→ Tarefa proposta
Retome o texto sobre Audit Analytics e privacidade de dados pessoais a partir do ponto em que ele termina, seguindo após a última frase apresentada.

A análise do Big Data, denominada Data Analytics, ou, no caso da administração tributária, Audit Analytics, consiste em uma célere análise integral de informações financeiras dos contribuintes, qual fornece importantes diagnósticos para auxiliar na tomada de decisão. Combinando o Big Data com Audit Analytics, é possível realizar análises em intervalos menores, viabilizando auditorias contínuas.

Em um primeiro momento, é compreensível que a possibilidade da realização de auditorias contínuas cause uma certa repulsa. Livros e filmes, sejam eles históricos ou de ficção científica, sempre alertaram para o risco de institucionalizar a violação da intimidade e da privacidade. Ocorre que não se trata mais de um exemplo de episódio histórico ou enredo científico e sim, da realidade atual.

Independentemente do direito à inviolabilidade do sigilo e da intimidade, previstos pelos incisos X e XII do art. 5º da CF/88, os dados pessoais já são utilizados e inclusive comercializados sem o consentimento do usuário, resguardado pelo art. 7º, I da LGPD. Com o crescimento e popularização das redes sociais, é cada vez mais difícil distinguir quando o dado não é divulgado publicamente e quando o dado se enquadra na exceção de necessidade do consentimento de que trata o art. 7º, § 4º da LGPD.

→ Listagem
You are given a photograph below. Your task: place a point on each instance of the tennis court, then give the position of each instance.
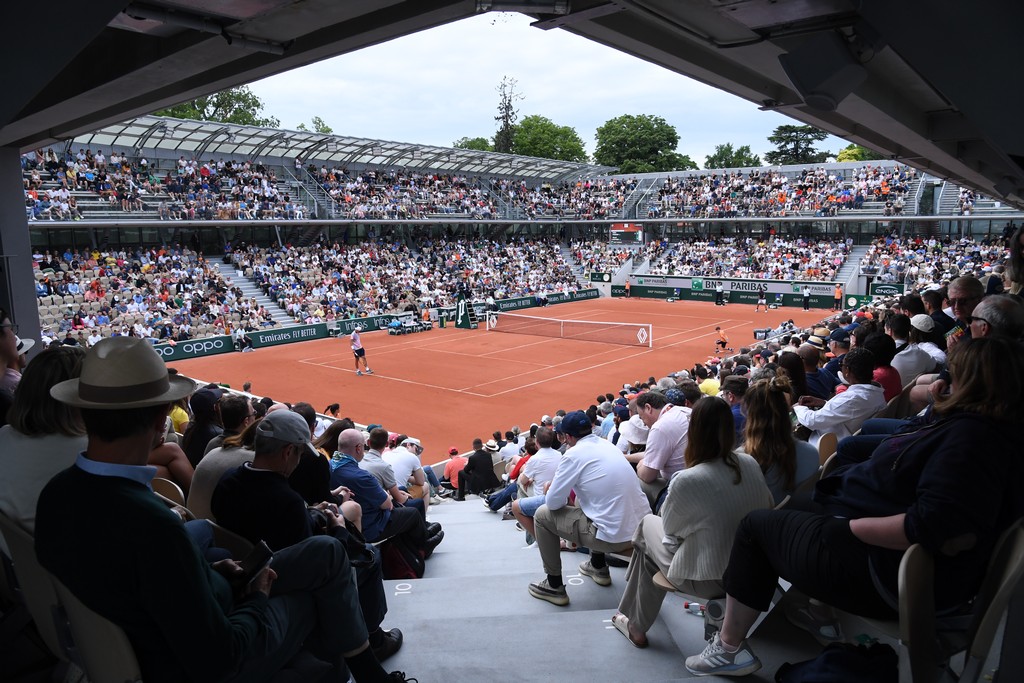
(449, 386)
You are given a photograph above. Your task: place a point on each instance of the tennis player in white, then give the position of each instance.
(358, 351)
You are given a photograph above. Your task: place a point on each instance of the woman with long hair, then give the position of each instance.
(794, 368)
(768, 438)
(933, 486)
(42, 436)
(689, 542)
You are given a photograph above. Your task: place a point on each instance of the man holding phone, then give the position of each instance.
(130, 559)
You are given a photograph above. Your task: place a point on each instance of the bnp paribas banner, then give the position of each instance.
(786, 293)
(195, 348)
(885, 289)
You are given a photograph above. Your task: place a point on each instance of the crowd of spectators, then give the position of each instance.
(920, 261)
(772, 194)
(586, 200)
(395, 195)
(325, 283)
(166, 294)
(775, 258)
(189, 189)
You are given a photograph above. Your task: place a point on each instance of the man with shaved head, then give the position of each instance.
(381, 518)
(820, 383)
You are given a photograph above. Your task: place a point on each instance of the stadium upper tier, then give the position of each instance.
(167, 169)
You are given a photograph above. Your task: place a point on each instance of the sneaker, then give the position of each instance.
(542, 591)
(716, 660)
(389, 644)
(824, 631)
(601, 577)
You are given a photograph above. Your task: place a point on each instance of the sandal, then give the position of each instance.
(622, 624)
(823, 631)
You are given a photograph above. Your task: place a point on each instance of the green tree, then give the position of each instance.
(726, 157)
(641, 143)
(479, 143)
(507, 115)
(857, 153)
(320, 126)
(795, 144)
(232, 105)
(539, 136)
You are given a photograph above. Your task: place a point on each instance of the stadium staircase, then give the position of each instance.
(470, 614)
(250, 291)
(305, 185)
(851, 267)
(567, 257)
(639, 193)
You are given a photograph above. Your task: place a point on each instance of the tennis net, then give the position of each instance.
(630, 334)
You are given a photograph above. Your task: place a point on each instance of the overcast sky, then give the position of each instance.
(439, 85)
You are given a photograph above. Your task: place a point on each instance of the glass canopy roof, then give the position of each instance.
(204, 139)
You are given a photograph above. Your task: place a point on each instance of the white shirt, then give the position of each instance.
(912, 361)
(667, 440)
(509, 451)
(844, 413)
(541, 469)
(607, 489)
(403, 463)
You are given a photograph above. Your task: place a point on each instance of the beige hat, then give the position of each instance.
(634, 430)
(120, 373)
(923, 322)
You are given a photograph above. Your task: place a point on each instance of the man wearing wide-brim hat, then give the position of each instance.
(102, 532)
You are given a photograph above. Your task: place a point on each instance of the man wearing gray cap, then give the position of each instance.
(131, 560)
(608, 510)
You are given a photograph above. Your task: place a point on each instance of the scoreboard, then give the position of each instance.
(625, 235)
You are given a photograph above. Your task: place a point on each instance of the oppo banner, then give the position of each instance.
(195, 348)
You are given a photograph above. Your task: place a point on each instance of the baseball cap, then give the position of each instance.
(839, 335)
(576, 424)
(284, 426)
(25, 344)
(923, 323)
(202, 401)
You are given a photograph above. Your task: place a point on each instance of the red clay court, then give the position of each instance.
(449, 386)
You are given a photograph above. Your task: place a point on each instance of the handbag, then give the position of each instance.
(350, 537)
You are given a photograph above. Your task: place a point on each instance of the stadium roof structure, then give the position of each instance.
(922, 82)
(203, 139)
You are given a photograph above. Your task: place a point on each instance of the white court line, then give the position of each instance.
(396, 379)
(543, 368)
(601, 365)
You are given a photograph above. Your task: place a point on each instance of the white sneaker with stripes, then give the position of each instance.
(716, 660)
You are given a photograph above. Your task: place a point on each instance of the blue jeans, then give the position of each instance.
(314, 604)
(431, 479)
(498, 501)
(853, 450)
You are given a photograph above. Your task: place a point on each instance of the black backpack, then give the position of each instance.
(843, 663)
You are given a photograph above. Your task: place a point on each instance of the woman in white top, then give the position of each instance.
(784, 461)
(42, 436)
(689, 543)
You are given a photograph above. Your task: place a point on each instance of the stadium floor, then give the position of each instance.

→ Resultado da tarefa
O volume e a importância dos dados coletados pelas redes sociais são tão substanciais que hoje o dado se tornou um bem, mesmo que intangível, conforme ressaltado pelo professor Marco Aurélio Greco. Discute-se inclusive a possibilidade de tributar o dado enquanto riqueza, tendo em vista seu valor para empresas interessadas em engajar mais o consumidor para potencializar os lucros. Entretanto, apesar da “comoditização” dos dados e de seu indiscutível valor para o mercado, não são apenas empresas que utilizam dados pessoais para melhorar a performance.

A Receita Federal afirmou, em mais de uma oportunidade, que a administração tributária já utiliza as redes sociais para coletar informações sobre possíveis sonegadores, que ostentam bens, mas os omitem da declaração de ajuste anual. Entre as práticas mais comuns identificadas pela Receita, a que predomina é a de alienar bens para que não sejam penhorados em caso de dívida fiscal.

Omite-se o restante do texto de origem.